### TASK INPUT
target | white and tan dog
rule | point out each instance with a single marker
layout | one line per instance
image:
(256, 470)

--

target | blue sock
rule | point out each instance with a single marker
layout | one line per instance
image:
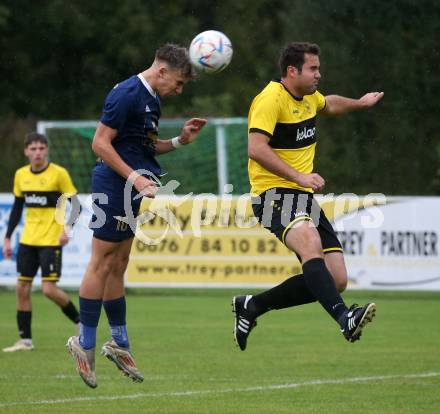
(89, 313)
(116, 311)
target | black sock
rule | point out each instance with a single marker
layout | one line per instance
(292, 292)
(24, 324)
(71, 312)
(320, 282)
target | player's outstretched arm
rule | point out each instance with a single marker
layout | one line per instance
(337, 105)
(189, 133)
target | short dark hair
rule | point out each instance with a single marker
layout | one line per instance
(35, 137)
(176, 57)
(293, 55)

==

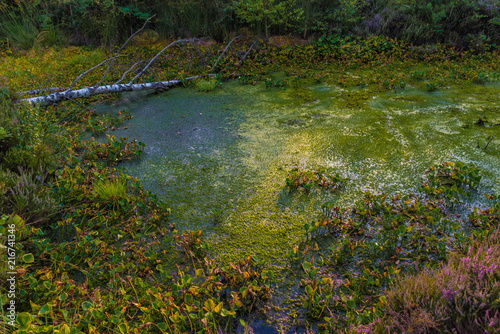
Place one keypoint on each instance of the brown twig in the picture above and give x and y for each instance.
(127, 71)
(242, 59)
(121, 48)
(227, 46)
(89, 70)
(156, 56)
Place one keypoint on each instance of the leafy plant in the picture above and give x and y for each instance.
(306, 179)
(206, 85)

### DIRECTIVE
Locate every line in the material above that contains the string "keypoint" and copy each such line in full. Case counts.

### SOLUTION TO THIS TASK
Place one keypoint on each instance of the brown twig in the picture above and give x and y for each instance.
Place one keypoint on each instance of the leafy plant in the picture above and give x and y for each instance.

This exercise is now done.